Start of Source material

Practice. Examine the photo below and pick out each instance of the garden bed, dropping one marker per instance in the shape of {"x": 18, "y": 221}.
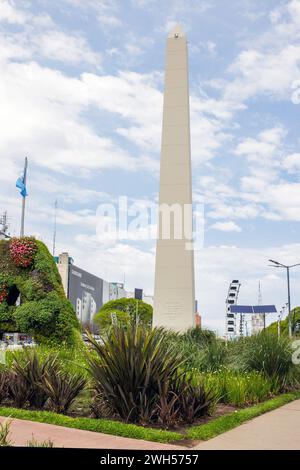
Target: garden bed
{"x": 209, "y": 428}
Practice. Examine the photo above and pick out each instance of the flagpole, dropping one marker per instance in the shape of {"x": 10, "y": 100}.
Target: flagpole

End of Source material

▸ Task directions
Transcribe the records word for word and include no pictures.

▸ Task response
Practice. Examine the photo below and pick out each instance of the garden bed, dropping one marker per instance in the shape of {"x": 18, "y": 221}.
Target: garden bed
{"x": 209, "y": 428}
Practice. Examine the photo above and pick out each instance of the flagpole, dropping one marker per instance in the shape of {"x": 10, "y": 100}.
Target: flagpole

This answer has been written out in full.